Given instruction = Give again, word for word, only the lines from the one containing "Target: shrub" through the final line.

-------- Given entries --------

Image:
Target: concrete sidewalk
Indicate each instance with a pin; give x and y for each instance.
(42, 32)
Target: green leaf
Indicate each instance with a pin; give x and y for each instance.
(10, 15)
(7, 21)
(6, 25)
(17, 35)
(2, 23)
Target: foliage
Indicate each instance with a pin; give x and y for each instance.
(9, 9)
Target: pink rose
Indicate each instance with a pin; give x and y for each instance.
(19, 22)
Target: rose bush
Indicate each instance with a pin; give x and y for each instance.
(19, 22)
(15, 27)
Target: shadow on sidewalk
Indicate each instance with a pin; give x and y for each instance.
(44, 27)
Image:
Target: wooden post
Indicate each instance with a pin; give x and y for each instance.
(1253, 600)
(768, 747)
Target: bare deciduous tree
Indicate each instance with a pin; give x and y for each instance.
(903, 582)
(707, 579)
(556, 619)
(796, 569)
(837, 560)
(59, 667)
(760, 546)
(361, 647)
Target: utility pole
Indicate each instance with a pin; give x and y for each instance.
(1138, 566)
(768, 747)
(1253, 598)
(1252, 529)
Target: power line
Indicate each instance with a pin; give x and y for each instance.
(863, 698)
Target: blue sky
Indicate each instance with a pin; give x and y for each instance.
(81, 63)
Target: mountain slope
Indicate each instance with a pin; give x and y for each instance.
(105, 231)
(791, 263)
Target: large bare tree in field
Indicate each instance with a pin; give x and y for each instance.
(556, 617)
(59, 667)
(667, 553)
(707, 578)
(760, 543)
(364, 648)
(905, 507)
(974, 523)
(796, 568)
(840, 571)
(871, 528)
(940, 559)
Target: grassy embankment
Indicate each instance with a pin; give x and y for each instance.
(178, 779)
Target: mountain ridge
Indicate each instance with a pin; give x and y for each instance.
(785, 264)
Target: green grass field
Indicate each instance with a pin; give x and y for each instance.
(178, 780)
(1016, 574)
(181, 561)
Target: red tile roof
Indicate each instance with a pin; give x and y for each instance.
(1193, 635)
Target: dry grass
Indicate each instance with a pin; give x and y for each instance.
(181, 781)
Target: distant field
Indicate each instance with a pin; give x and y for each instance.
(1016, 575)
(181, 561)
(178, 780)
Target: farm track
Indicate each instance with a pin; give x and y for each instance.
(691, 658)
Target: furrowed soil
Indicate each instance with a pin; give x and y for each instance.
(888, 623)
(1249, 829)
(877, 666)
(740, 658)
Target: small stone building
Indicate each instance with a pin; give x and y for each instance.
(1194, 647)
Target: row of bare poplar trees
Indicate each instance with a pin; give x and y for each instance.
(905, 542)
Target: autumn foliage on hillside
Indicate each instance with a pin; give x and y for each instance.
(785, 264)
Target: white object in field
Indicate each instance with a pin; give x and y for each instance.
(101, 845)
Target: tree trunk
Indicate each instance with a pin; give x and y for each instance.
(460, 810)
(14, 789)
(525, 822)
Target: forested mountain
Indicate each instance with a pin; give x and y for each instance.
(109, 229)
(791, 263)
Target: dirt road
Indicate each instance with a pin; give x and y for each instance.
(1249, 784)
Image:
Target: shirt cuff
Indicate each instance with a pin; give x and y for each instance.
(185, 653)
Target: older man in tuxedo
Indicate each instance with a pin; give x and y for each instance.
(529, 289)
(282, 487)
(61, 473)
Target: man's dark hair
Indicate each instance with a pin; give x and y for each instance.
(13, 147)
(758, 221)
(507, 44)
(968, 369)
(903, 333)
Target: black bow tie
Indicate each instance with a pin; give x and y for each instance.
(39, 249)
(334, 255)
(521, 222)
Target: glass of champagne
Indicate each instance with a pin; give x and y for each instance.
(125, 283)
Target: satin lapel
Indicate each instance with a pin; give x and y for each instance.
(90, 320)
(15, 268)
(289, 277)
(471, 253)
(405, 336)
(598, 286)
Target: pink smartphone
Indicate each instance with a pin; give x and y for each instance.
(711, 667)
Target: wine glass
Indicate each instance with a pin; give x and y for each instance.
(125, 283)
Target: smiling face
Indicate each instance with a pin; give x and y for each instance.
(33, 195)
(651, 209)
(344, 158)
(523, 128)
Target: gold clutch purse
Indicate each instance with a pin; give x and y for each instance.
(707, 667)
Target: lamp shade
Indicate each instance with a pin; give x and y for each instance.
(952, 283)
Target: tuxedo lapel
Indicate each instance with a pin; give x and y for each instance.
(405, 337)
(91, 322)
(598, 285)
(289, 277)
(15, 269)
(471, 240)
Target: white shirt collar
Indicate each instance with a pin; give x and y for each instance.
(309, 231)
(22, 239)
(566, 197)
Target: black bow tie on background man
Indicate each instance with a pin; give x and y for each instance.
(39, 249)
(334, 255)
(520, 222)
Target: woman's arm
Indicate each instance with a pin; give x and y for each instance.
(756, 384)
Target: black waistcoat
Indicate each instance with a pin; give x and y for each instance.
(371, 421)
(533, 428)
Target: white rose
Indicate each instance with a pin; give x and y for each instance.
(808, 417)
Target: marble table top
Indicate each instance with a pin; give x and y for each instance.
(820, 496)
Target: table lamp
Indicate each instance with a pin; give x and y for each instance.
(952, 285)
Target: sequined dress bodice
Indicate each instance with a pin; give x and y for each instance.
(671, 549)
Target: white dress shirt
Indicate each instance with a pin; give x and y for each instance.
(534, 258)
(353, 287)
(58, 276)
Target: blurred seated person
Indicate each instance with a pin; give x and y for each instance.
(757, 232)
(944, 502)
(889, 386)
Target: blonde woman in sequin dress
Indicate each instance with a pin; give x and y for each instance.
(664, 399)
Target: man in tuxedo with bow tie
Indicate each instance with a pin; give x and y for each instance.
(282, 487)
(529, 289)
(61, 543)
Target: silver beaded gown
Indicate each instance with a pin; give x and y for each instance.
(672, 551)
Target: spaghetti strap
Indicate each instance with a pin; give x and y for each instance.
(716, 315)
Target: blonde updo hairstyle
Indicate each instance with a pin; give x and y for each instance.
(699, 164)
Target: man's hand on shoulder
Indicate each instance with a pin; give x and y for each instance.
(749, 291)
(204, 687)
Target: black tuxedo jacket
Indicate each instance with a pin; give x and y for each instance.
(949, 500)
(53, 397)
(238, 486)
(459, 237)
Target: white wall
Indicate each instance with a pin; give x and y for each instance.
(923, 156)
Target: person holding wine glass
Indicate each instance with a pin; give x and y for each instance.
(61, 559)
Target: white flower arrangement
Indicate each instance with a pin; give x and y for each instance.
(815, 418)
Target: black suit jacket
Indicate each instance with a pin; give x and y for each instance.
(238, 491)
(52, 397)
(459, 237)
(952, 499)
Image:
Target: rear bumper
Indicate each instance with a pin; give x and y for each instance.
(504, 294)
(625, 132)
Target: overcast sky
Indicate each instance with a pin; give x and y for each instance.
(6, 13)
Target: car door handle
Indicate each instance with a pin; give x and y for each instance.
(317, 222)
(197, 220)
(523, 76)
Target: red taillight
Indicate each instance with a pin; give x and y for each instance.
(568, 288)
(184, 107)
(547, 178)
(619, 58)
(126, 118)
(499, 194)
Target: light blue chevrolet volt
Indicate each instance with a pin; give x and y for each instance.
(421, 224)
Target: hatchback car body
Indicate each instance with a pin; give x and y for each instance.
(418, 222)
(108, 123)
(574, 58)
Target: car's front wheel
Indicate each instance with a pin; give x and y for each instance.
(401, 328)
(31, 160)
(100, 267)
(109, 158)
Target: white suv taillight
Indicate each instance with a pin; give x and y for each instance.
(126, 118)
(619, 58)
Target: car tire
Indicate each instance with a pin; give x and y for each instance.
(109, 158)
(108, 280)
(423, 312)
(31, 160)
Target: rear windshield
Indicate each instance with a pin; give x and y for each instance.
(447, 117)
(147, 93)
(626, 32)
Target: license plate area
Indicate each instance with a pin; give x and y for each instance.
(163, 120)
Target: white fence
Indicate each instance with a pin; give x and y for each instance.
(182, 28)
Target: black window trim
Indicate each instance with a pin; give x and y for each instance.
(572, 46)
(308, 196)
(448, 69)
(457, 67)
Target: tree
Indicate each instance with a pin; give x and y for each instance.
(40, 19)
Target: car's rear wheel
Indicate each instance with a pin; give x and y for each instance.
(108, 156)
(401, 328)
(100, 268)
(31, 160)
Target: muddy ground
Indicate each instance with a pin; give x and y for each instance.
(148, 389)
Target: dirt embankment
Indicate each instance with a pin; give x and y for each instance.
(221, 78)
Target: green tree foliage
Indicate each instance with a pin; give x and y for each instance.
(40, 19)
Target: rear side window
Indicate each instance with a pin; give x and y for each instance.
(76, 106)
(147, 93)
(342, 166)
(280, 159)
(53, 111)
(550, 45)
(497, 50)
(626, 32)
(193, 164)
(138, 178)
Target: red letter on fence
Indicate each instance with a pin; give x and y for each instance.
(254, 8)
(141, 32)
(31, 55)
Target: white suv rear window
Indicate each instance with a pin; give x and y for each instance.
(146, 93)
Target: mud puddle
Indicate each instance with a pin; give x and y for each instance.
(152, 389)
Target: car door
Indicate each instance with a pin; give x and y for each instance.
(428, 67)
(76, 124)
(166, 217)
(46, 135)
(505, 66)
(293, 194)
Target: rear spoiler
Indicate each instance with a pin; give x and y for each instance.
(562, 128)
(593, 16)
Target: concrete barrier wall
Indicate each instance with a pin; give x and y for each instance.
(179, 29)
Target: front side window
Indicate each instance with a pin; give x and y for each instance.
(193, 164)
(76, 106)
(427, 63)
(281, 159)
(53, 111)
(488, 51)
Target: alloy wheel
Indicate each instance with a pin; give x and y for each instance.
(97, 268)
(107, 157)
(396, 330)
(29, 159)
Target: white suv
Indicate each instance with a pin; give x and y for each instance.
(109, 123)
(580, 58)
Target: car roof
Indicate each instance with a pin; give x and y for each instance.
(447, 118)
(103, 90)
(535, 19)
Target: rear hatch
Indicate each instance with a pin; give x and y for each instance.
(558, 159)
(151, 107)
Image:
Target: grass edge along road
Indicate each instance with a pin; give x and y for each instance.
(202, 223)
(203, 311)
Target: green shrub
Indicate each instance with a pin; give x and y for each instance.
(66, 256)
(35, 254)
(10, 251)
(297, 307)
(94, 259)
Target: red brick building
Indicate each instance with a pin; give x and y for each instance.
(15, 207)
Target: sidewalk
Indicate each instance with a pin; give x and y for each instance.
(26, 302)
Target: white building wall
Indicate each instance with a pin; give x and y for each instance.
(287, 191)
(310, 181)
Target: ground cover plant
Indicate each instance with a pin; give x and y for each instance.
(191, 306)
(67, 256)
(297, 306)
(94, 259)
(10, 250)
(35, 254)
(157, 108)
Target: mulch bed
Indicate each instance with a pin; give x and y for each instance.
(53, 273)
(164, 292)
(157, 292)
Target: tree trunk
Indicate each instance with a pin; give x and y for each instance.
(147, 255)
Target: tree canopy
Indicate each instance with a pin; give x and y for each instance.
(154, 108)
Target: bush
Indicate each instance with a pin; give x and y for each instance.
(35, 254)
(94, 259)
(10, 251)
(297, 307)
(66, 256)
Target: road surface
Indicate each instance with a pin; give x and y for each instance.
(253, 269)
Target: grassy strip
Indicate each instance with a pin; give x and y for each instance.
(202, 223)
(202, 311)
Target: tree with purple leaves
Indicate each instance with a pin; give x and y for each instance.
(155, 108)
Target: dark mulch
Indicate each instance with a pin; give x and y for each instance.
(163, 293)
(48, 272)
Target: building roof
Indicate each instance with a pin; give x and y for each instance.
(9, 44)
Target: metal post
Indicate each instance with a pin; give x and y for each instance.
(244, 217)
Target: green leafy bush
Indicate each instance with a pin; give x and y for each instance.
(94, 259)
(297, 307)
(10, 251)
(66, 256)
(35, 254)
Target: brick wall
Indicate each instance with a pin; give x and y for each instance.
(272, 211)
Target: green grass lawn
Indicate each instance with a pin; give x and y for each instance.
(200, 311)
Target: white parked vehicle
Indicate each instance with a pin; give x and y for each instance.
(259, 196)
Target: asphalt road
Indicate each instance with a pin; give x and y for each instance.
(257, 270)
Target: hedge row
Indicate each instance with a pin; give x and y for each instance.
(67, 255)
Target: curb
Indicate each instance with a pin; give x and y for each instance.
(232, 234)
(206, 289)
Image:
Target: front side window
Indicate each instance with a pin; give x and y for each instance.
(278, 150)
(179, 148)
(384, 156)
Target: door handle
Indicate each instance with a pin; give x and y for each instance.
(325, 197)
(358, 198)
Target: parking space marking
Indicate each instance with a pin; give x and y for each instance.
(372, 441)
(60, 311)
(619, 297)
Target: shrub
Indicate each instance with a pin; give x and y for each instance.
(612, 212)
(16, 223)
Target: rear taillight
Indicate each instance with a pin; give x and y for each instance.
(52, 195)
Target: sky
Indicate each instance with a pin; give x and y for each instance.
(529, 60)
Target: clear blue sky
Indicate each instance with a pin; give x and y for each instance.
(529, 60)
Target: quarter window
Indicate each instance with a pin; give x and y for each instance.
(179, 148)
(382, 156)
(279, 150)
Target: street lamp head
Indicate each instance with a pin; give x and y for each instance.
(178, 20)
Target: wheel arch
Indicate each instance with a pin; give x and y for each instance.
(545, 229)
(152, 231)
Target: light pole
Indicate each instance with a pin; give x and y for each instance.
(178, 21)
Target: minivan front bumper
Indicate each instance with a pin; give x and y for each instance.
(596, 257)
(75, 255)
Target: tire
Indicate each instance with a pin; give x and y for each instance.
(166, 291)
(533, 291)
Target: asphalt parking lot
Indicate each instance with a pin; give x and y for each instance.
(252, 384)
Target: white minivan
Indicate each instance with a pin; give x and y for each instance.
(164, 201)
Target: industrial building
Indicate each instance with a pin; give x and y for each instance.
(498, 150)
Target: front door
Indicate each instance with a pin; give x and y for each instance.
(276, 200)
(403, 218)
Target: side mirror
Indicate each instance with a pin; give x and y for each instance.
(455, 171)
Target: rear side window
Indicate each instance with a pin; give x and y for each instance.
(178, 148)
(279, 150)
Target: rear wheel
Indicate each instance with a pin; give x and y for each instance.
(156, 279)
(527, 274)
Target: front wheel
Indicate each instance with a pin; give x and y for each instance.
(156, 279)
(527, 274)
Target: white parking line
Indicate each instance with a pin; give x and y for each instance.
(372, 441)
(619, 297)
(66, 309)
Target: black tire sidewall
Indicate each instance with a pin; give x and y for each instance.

--------

Solved exercise =
Target: shrub
Indicate each instance with a pin; give x and y for each instance.
(612, 212)
(16, 223)
Target: rear taillight
Indicate each instance with a pin; give x and y for each instance.
(52, 195)
Target: sky
Indicate each instance with a pin; give x and y for each instance.
(529, 60)
Target: clear blue sky
Indicate each instance with a pin; give x and y for each instance.
(529, 60)
Target: quarter window
Indicate each instance with a pin; give x and y for each instance.
(179, 148)
(382, 156)
(279, 150)
Target: street lamp head
Indicate each instance with a pin; give x and y for each instance.
(178, 20)
Target: wheel arch
Indicate each instance with a pin; give x and y for each instance.
(545, 229)
(152, 231)
Target: light pole
Indicate each instance with a pin; give x and y for each instance.
(178, 21)
Target: minivan front bumper
Indicate each instance with a pin; give x and y for each instance.
(596, 257)
(75, 255)
Target: tire
Indicate each instance with a pin; give x and y for each instance.
(166, 291)
(533, 291)
Target: asphalt parking lot
Indicate each instance with a pin; give x and y for each instance.
(252, 384)
Target: white minivan
Indicate each instance with a pin; give x and y for each instance.
(164, 201)
Target: industrial building
Indicate each instance with a pin; give x and y for each instance.
(498, 150)
Target: front door
Indicate each instance with a pin; give x and y for each instance.
(276, 200)
(403, 218)
Target: side mirror
Indicate each instance with a pin; give x and y for each instance.
(455, 171)
Target: rear side window
Indicate each instance with a pin; give x and y for each instance.
(178, 148)
(279, 150)
Target: rear wheel
Indicate each instance with a pin; give x and y for each instance.
(156, 279)
(527, 274)
Target: front wheel
Indicate each instance with a pin; give x and y for each instance.
(156, 279)
(527, 274)
Target: white parking line
Indicate each instance with a pin; give x and y for each instance.
(372, 441)
(619, 297)
(66, 309)
Target: black tire sidewall
Indicate each instance with a pin; give x and y for each instance.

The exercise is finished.